Hello!

I’m Marianne, and this is a project where I draw pictures of the things I’ve sewn, and reflect on the experience of making (and wearing) those things. Thank you for visiting!

Poppies Sigma-Flora

Poppies Sigma-Flora

Pattern: Sleeveless bodice hack of the Sigma dress by Papercut Patterns with the skirt from the Flora Dress by By Hand London
Fabric: Cotton lawn from Mood Fabrics
Sewn Up: Spring 2023

This past June, I had three consecutive wedding weekends! I knew I wanted to mark the moments by sewing up some dresses.

The first was the wedding of my dear friend Kat. We met at book arts camp in 2016 and have remained close thanks to sharing feelings and art projects over Marco Polo ever since. Her wedding to Neil was in a beautiful red Vermont barn, with paper flower lanterns strung all along the rafters, the greenest, leafiest trees outside, and a blues band that played late into the night. I wanted a dress that would feel at home in this setting. (Spoiler: that is the dress this post is about!)

The second was the wedding of my brother Alex and now sister-in-law Cassandra, where I had an extra special job to perform: I was the officiant! It was so exciting and felt like the most important speaking gig I will probably ever have. The wedding was formal, which I learned from googling basically means it needs to be long! Outside of my floor-length choir dress that I always feel very witchy and out of my element in, my default hem length is mini. How was I going to make a long dress I felt like myself in, and how do you make a dress look fancy? These were the questions I would need to answer for wedding #2.

The third wedding was my other dear friend Shoshana's. We were roommates in our twenties and had a living room band where we'd sing folksy duet versions of Donovan and Robyn songs. Her wedding to Mark involved a weekend of glamping in a magical Pennsylvania forest, and we were all invited to come in whatever would make us feel most comfortable, whether that was sequins or sneakers.

While I had aspirations to make three dresses, I ran out of time due to an abundance of concurrent wedding-adjacent creative projects! At the time I was also writing my brother’s wedding ceremony, training for a bachelor/ette bike trip from Burlington to Montreal, screen printing team T-shirts for the bike trip, and attempting to be a sewing superhero by helping troubleshoot a last-minute tricky wedding bustle on Shoshana’s 5-layer tulle gown (some real highs and lows on that project, ending up with the high of passing it off to a professional!).

Looking back on the race-to-the-finish that was this past May, I am thrilled with myself for producing two dresses. This one was my first sew, meant for wedding #1 (I ultimately wore it to wedding #3 too) and also to test out the pattern and fit for the more formal wedding #2.

[MATERIAL FOR THIS TASK]
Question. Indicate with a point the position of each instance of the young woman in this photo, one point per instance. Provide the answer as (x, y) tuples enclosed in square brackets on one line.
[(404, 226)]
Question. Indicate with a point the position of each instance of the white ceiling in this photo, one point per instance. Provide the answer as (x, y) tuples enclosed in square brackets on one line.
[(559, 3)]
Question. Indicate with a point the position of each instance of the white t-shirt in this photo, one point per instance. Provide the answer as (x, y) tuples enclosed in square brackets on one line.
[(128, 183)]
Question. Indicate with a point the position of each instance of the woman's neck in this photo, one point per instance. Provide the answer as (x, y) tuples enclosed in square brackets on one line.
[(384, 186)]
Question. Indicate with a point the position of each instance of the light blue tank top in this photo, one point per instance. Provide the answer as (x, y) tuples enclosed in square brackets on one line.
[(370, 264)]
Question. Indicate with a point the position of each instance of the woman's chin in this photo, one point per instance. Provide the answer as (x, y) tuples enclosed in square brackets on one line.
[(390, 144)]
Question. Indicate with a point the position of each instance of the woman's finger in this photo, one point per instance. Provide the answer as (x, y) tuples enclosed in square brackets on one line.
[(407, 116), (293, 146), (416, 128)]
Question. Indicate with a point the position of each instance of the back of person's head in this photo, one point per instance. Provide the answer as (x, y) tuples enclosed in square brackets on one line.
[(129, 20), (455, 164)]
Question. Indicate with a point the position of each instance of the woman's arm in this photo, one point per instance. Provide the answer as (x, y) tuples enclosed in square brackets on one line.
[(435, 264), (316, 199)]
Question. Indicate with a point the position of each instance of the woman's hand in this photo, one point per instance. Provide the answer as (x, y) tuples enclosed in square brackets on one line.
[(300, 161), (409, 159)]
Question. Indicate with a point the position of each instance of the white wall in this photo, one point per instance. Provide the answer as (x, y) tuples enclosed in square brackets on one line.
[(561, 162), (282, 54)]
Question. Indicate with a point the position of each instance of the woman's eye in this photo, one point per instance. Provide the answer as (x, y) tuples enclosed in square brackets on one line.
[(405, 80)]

[GIVEN PROBLEM 1] Reproduce the passage of the sewing post between "Pattern: Sleeveless bodice" and "up some dresses.", inclusive.
[GIVEN PROBLEM 2] Rewrite the listing from its first line through the line holding "[(404, 226)]", inclusive, requests included, and output only those lines. Multiply each point coordinate in the answers by 1.25, rounding to whole numbers with halves rounded up.

[FINAL ANSWER 1]
Pattern: Sleeveless bodice hack of the Sigma dress by Papercut Patterns with the skirt from the Flora Dress by By Hand London
Fabric: Cotton lawn from Mood Fabrics
Sewn Up: Spring 2023

This past June, I had three consecutive wedding weekends! I knew I wanted to mark the moments by sewing up some dresses.

[FINAL ANSWER 2]
Question. Indicate with a point the position of each instance of the young woman in this photo, one point per instance. Provide the answer as (x, y) tuples enclosed in square brackets on one line.
[(505, 283)]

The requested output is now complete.